Assignment: Update the stretch from the line containing "For each <instance>, prompts" through the line containing "410L1521 423L1525 414L1493" by replacing "approximate" with "loose", and give only those lines with nothing else altered.

(Exercise data begins)

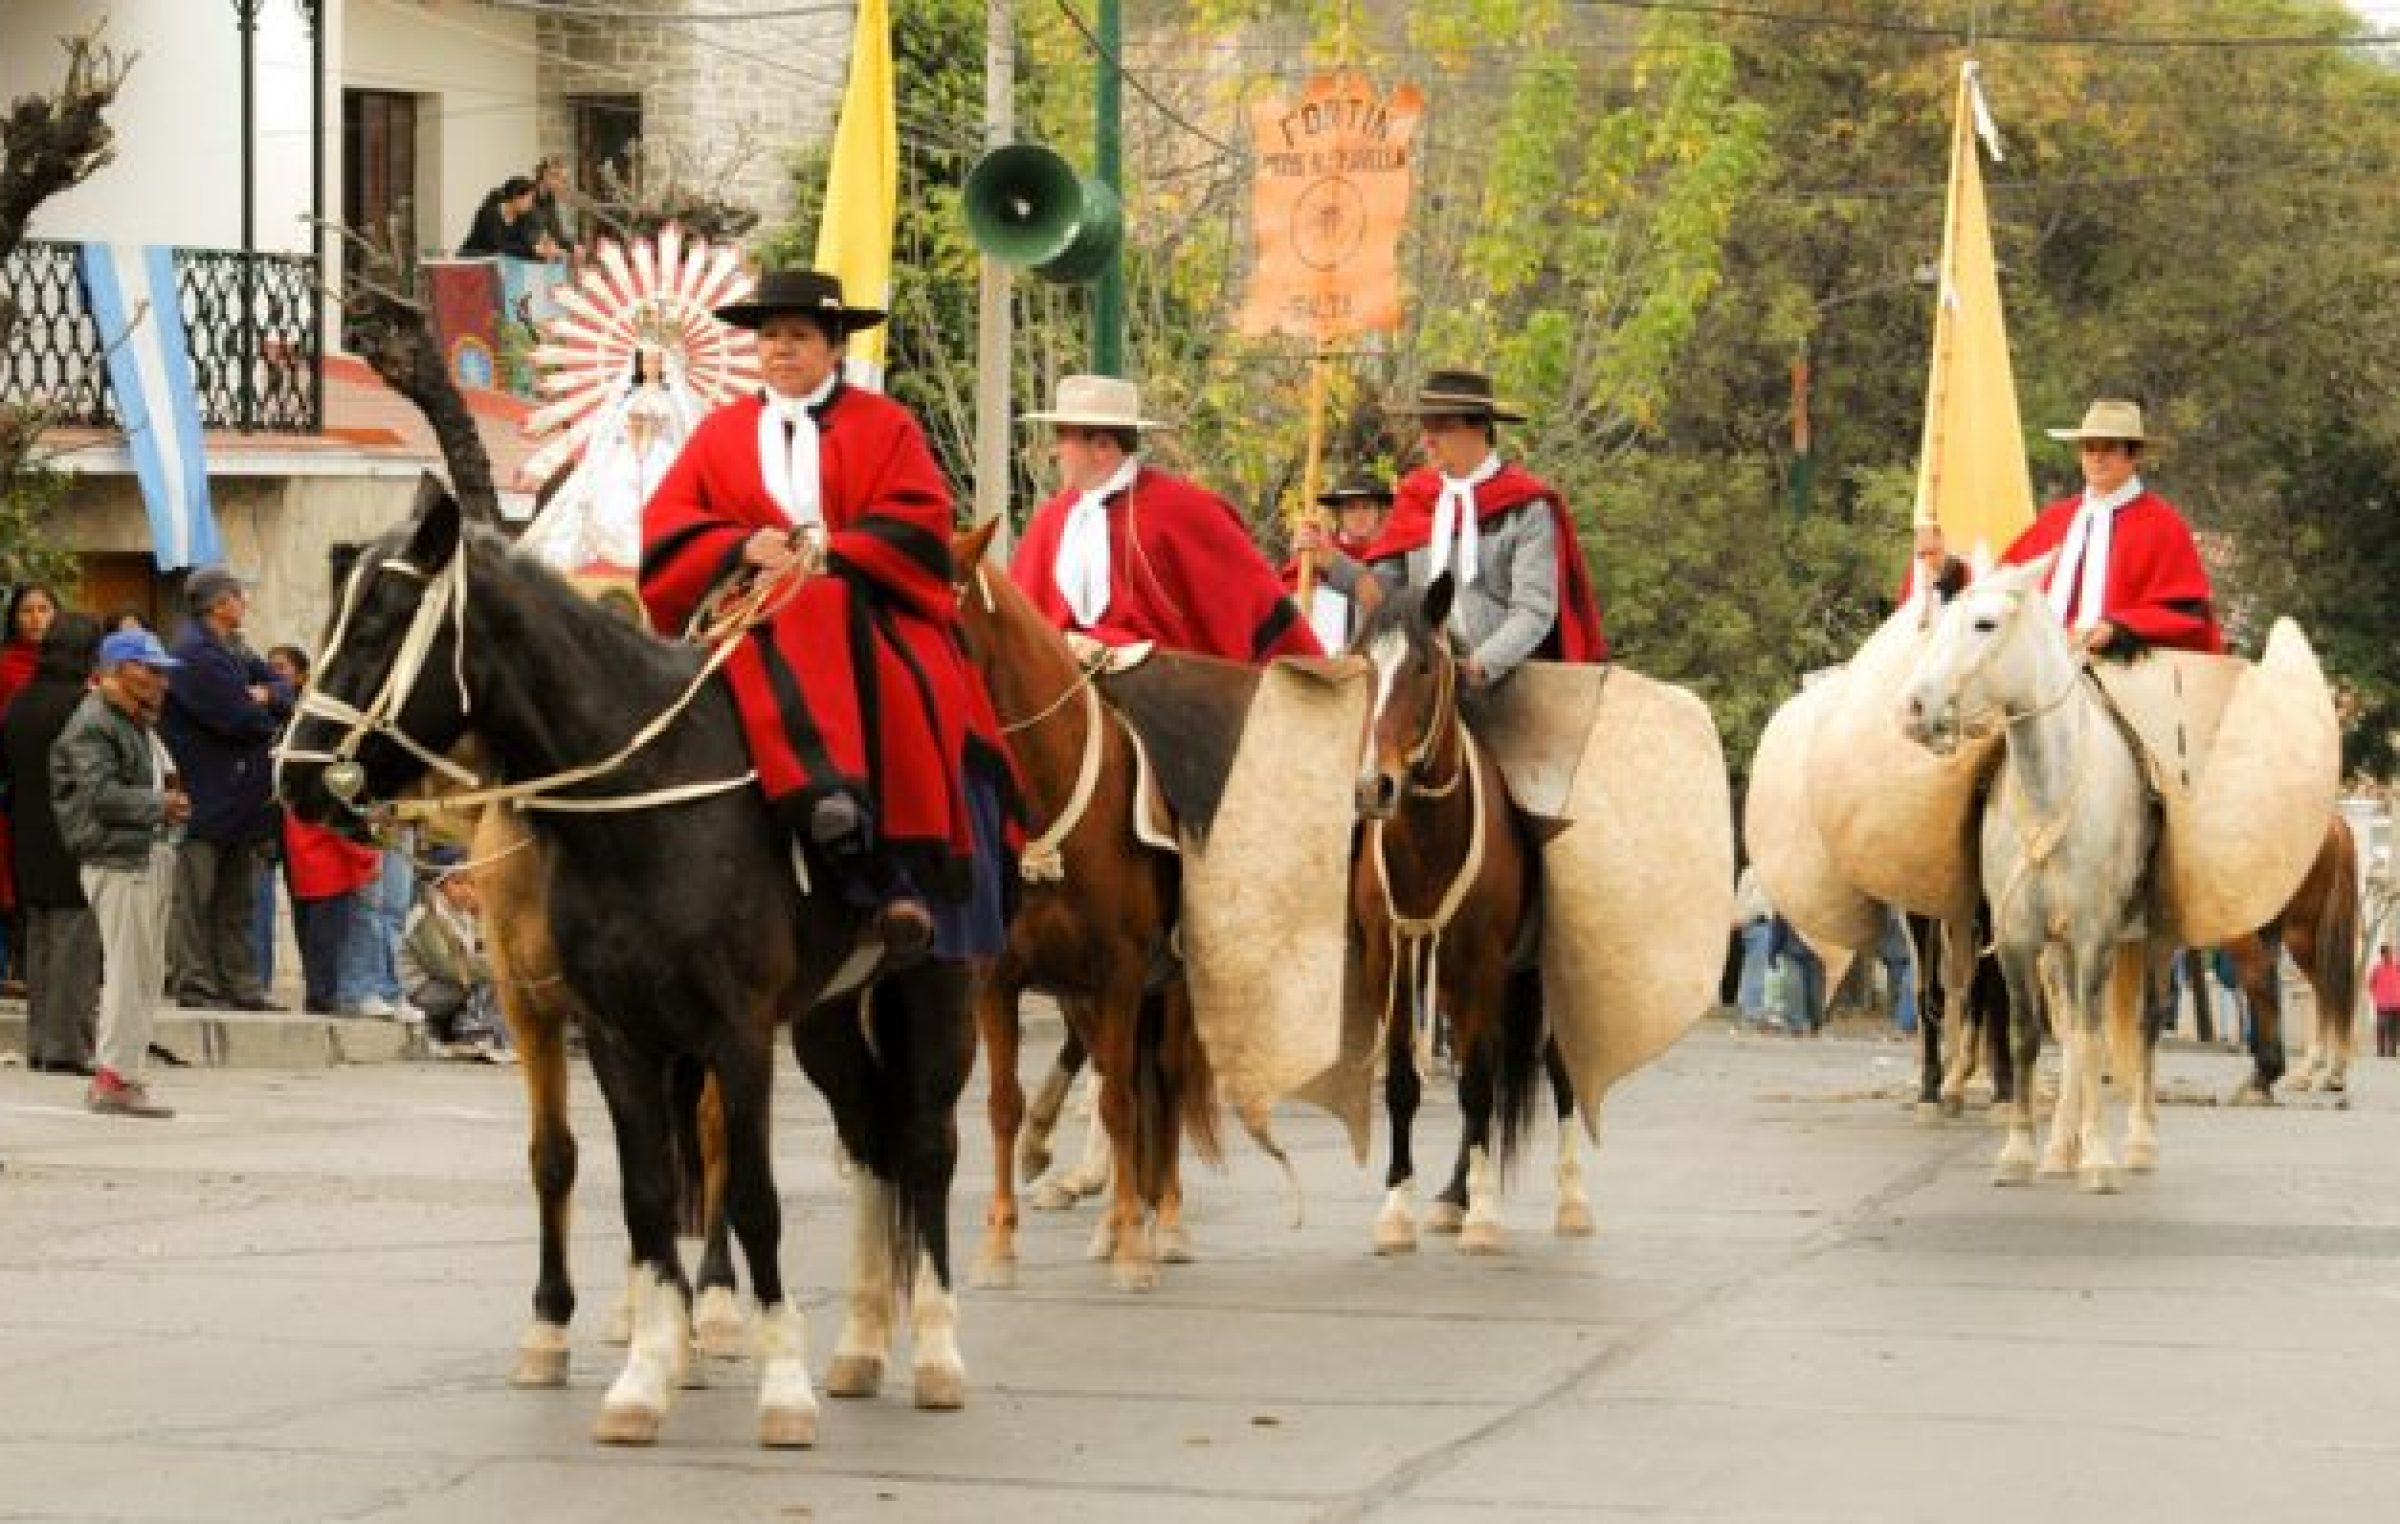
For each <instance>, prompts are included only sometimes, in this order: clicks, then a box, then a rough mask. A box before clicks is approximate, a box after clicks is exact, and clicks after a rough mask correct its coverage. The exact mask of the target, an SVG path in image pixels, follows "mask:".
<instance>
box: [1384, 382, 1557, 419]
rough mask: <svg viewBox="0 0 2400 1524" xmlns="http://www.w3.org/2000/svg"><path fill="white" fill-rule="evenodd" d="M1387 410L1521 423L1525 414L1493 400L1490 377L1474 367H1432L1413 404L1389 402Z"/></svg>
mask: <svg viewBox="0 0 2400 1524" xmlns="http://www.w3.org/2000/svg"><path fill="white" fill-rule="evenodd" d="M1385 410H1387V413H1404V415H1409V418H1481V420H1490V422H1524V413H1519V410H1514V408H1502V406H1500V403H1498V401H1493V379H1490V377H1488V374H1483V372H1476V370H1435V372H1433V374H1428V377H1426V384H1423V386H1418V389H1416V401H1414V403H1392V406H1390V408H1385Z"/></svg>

(Exercise data ends)
(Exercise data begins)

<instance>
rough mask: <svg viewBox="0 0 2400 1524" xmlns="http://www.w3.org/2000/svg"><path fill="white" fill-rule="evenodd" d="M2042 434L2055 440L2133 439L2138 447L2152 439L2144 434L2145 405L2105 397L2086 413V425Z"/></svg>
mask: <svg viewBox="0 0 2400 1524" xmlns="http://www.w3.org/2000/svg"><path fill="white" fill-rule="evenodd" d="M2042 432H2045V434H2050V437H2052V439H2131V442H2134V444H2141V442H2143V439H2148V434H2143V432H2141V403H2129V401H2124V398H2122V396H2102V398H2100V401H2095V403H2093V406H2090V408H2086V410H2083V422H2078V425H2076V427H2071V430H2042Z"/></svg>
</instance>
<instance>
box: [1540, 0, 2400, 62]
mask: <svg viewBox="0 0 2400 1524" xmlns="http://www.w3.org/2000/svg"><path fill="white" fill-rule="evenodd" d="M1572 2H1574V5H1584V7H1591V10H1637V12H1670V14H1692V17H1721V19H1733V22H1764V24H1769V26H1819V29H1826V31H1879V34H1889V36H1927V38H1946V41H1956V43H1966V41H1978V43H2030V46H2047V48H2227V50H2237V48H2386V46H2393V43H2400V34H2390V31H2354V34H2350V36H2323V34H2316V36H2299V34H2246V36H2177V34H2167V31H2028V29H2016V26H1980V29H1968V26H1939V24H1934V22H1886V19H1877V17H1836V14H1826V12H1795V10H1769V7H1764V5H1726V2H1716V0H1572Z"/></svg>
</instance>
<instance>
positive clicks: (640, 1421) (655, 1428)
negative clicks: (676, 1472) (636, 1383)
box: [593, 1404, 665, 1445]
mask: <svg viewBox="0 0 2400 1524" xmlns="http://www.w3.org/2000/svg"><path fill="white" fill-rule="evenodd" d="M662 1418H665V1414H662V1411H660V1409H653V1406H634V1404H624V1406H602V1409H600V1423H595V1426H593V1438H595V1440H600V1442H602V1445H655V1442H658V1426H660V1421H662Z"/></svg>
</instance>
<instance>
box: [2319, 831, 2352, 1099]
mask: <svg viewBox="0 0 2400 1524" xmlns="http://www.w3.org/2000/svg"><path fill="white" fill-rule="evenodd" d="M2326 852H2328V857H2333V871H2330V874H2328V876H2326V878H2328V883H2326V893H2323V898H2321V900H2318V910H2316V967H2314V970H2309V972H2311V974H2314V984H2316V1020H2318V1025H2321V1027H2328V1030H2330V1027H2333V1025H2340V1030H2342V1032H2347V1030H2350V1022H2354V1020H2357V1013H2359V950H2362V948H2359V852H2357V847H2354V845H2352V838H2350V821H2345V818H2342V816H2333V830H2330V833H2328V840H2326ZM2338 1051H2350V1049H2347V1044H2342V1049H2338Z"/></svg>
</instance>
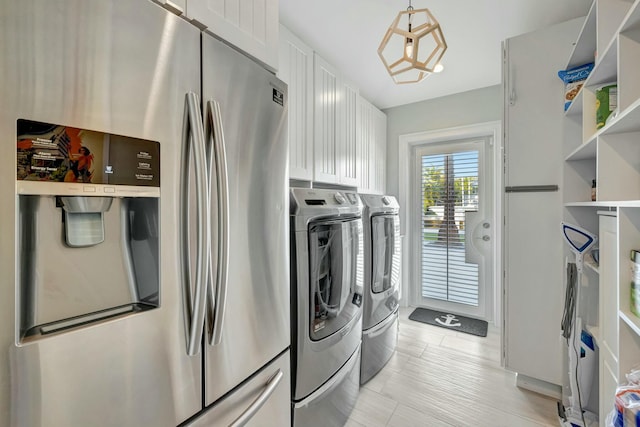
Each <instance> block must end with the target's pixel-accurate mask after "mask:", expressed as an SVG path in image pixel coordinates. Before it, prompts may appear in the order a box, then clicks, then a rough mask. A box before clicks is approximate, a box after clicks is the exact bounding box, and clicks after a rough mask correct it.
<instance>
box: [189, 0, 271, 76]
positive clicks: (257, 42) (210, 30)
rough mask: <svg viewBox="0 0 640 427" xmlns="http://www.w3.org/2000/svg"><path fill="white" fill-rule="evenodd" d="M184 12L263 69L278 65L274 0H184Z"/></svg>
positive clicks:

(Exercise data ends)

Expected answer:
For each <instance>, prompts are included only sometimes, in this order: clicks, then a box, then a rough mask. A box before clicks is loose, a box after clicks is exact, and clicks after a rough mask correct its coverage. The exact mask of the target, an SVG path in image pixels, follows "mask:".
<instance>
box: [1384, 382, 1557, 419]
rough mask: <svg viewBox="0 0 2400 1524" xmlns="http://www.w3.org/2000/svg"><path fill="white" fill-rule="evenodd" d="M1387 410L1521 423L1525 414L1493 400L1490 377L1474 367H1432L1413 404L1389 402Z"/></svg>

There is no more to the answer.